**** Dataset entries ****

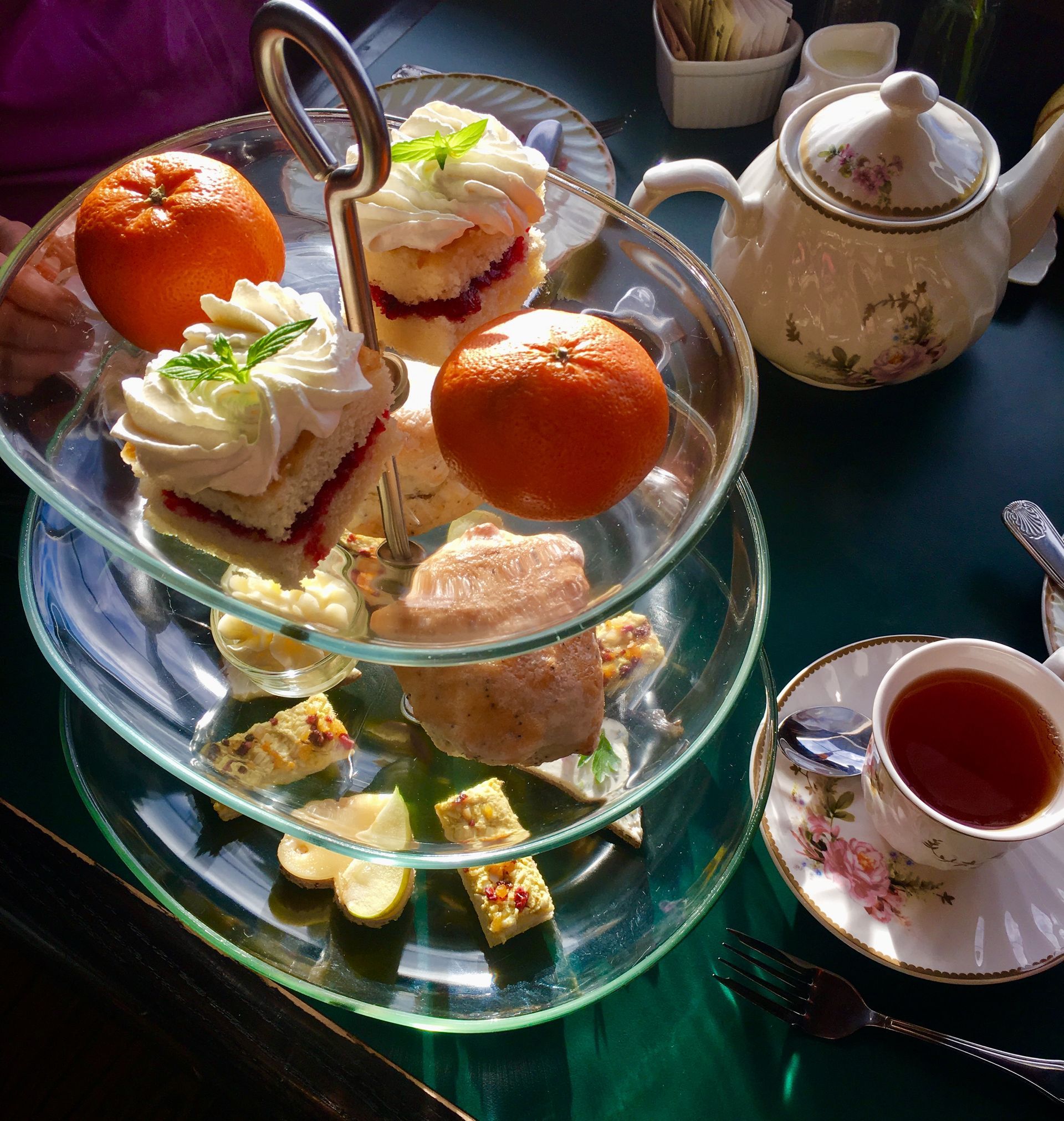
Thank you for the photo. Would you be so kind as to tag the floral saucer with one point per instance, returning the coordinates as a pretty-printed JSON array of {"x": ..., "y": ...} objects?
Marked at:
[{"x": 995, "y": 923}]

****
**** Dataset entries ****

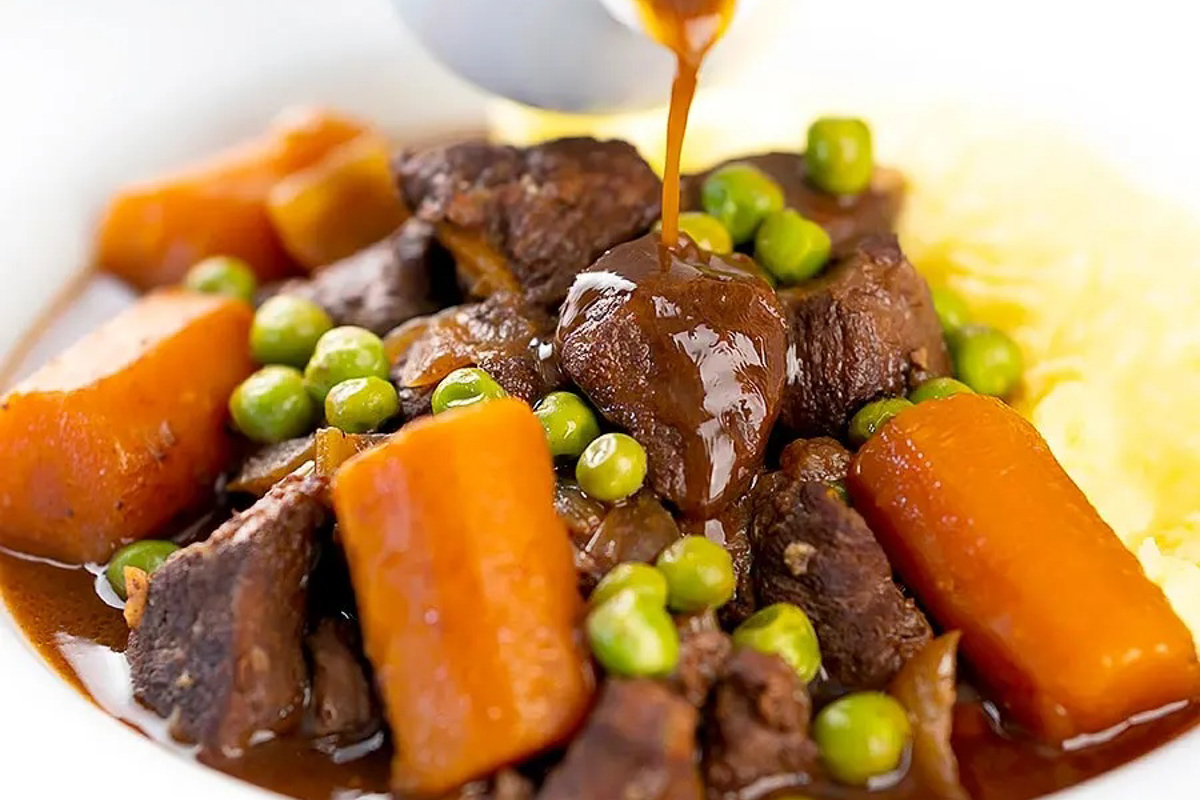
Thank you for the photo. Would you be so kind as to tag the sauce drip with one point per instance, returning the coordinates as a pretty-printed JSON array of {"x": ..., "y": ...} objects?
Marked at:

****

Stated task: Collect every line of the data above that contains the word "printed" and copy each such line in full.

Final result:
Thank you for the photo. Would you be so kind as to tag the floral saucer with one point per instance, returning the coordinates as a pretty-printed JSON array of {"x": ..., "y": ...} objects?
Thank you for the photo. Would you be so kind as to tag the sauce drip with one point per instance, returning the coordinates as a pretty-printed JSON array of {"x": ..., "y": ...} objects?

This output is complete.